[Dataset entries]
__________________________________________________

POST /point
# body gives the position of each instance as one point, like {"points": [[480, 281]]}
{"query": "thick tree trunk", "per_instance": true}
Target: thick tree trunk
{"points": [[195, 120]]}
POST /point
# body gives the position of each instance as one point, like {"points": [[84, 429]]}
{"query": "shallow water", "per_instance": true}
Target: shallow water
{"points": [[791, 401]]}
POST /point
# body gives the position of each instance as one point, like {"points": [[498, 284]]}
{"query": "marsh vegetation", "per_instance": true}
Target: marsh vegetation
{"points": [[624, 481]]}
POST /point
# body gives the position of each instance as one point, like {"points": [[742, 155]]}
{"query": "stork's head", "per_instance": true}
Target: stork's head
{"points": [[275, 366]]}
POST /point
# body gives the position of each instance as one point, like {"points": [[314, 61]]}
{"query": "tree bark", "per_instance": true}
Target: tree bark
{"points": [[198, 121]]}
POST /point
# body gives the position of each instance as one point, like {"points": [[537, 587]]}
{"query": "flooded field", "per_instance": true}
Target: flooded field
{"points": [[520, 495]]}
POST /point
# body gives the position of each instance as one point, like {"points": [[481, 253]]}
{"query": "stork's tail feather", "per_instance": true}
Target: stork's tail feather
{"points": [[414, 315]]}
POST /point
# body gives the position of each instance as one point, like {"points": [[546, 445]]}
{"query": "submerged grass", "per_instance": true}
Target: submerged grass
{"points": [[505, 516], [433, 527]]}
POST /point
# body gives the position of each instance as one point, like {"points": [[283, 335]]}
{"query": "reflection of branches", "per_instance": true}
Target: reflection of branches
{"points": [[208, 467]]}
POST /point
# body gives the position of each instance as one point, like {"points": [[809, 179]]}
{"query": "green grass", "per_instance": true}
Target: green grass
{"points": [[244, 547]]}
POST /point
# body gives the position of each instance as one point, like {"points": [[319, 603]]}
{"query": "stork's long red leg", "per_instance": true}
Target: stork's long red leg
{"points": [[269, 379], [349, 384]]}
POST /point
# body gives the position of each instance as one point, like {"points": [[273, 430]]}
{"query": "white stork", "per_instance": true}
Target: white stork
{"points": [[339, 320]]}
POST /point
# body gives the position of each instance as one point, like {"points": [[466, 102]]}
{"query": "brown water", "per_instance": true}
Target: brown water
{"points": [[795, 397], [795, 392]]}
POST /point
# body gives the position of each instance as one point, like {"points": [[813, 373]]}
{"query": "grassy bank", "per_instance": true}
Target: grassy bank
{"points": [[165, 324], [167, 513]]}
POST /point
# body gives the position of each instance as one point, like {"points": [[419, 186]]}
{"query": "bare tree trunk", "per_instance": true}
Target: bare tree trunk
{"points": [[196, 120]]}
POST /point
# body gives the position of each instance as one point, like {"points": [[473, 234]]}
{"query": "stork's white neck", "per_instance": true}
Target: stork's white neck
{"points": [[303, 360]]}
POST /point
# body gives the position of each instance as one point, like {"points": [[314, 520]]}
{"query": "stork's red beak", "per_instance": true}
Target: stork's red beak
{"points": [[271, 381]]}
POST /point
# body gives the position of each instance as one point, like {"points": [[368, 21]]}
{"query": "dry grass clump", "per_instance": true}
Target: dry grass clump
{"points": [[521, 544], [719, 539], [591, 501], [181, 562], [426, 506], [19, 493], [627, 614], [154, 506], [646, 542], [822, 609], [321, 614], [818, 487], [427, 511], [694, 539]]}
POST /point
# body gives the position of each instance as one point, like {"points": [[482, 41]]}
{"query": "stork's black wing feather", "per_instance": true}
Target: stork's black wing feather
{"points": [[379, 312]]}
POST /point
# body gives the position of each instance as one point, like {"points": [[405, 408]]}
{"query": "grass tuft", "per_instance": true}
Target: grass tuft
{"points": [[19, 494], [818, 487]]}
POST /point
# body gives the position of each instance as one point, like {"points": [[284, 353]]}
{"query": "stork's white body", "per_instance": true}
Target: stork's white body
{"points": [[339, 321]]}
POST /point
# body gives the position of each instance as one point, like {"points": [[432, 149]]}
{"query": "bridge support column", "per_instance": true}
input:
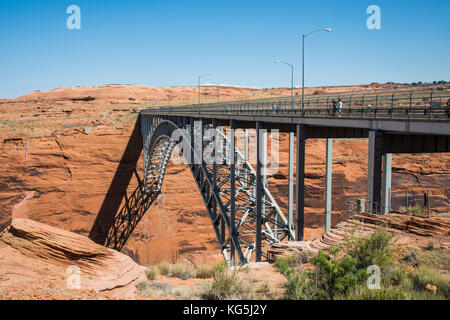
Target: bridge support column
{"points": [[328, 186], [291, 182], [258, 192], [232, 189], [375, 168], [300, 180], [387, 181]]}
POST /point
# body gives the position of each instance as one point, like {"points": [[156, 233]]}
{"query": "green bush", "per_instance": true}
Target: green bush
{"points": [[385, 293], [375, 249], [424, 276], [152, 272], [205, 271], [227, 285], [286, 262], [182, 271], [330, 277], [164, 268]]}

__________________________________________________

Set down every entry above exactly as written. Leave out all pictures.

POST /point
# body gives the position of each instance as one point, like {"points": [[480, 281]]}
{"query": "thick tree trunk", "per_instance": true}
Target: thick tree trunk
{"points": [[195, 120]]}
POST /point
# body gives the position of each instance as one point, like {"points": [[84, 429]]}
{"query": "shallow water", "per_instance": true}
Target: shallow water
{"points": [[791, 401]]}
POST /point
# body gives the position of each instance as one point, like {"points": [[498, 284]]}
{"query": "marsh vegetation", "per_instance": true}
Target: marsh vegetation
{"points": [[624, 481]]}
POST /point
# body gives the position of each instance as one point, like {"points": [[742, 155]]}
{"query": "stork's head", "per_instance": true}
Target: stork's head
{"points": [[275, 366]]}
POST /point
# body gives the position of each instance as one point, like {"points": [[314, 61]]}
{"query": "tree bark", "per_instance": true}
Target: tree bark
{"points": [[198, 121]]}
POST /point
# body gives the position of each instance as one point, like {"points": [[537, 587]]}
{"query": "flooded field", "per_instance": true}
Target: flooded field
{"points": [[520, 495]]}
POST /point
# body gives the position of each instance as one point, like {"points": [[481, 253]]}
{"query": "stork's tail feather", "per_instance": true}
Target: stork's tail feather
{"points": [[414, 315]]}
POST /point
# body gives the position of each instance as one point, like {"points": [[546, 445]]}
{"query": "submerged grass", "per_instance": true}
Target: submerged grass
{"points": [[505, 516], [433, 527]]}
POST /point
# body gives the position of each instance as one point, like {"points": [[283, 335]]}
{"query": "reflection of branches", "per_instance": true}
Target: reflection of branches
{"points": [[208, 467]]}
POST /point
# body gives the position of each instance as one point, like {"points": [[809, 179]]}
{"query": "green grass", "per_instance": true}
Target: green grass
{"points": [[244, 547]]}
POST /point
# body gives the position of each instance as one point, like {"points": [[319, 603]]}
{"query": "stork's long red leg", "per_instance": true}
Target: stork's long red leg
{"points": [[269, 379], [349, 384]]}
POST /point
# body gives the position of each instance as one point, like {"points": [[273, 430]]}
{"query": "white stork", "per_instance": true}
Target: white stork
{"points": [[339, 320]]}
POST /point
# body gives the position of each instance as one point, like {"points": [[466, 102]]}
{"query": "brown water", "per_instance": true}
Target: brown water
{"points": [[795, 397], [795, 392]]}
POST /point
# body gives the position of each instance as one point, like {"points": [[813, 373]]}
{"query": "grassy bank", "per_instance": true}
Target: grassy bank
{"points": [[165, 324], [167, 513]]}
POST /point
# body gives the position of each instance as one point, like {"points": [[419, 186]]}
{"query": "bare tree trunk", "per_instance": true}
Target: bare tree trunk
{"points": [[196, 120]]}
POST /point
# body gives the position of each instance as one point, like {"points": [[473, 234]]}
{"query": "stork's white neck", "per_instance": true}
Target: stork's white neck
{"points": [[303, 360]]}
POST /point
# body gives the position of each instance as one point, like {"points": [[314, 520]]}
{"query": "stork's red beak", "per_instance": true}
Target: stork's red beak
{"points": [[271, 381]]}
POST /point
# body gives the position of each instance as one point, like {"points": [[368, 21]]}
{"query": "dry grass clump", "per_instance": true}
Target: dry grass clump
{"points": [[521, 544], [719, 539], [591, 501], [181, 562], [426, 506], [19, 493], [627, 614], [154, 506], [646, 542], [822, 609], [321, 614], [818, 487], [427, 511], [694, 539]]}
POST /point
# body gives the position of each instance as one point, like {"points": [[482, 41]]}
{"query": "stork's black wing feather", "per_instance": true}
Target: stork's black wing feather
{"points": [[379, 312]]}
POST /point
# body gives the position of each instance as one point, like {"points": [[405, 408]]}
{"query": "grass tuft", "per_instance": true}
Target: grass tuft
{"points": [[19, 494], [818, 487]]}
POST /point
# body gives the position of each instance as one point, like {"points": [[284, 353]]}
{"query": "stork's white body", "per_instance": true}
Target: stork's white body
{"points": [[339, 321]]}
POST /point
# body gives the position of each instance as one point, like {"points": [[432, 149]]}
{"query": "bridge support column", "per_instance": true}
input:
Target: bridge support column
{"points": [[328, 186], [291, 182], [258, 192], [232, 189], [375, 168], [300, 180], [387, 181]]}
POST /point
# body gives the position of each instance as one point, like {"points": [[156, 233]]}
{"query": "green bush", "per_instance": true}
Target: green bush
{"points": [[385, 293], [375, 249], [424, 276], [152, 272], [205, 271], [227, 285], [286, 262], [182, 271], [330, 277], [164, 268]]}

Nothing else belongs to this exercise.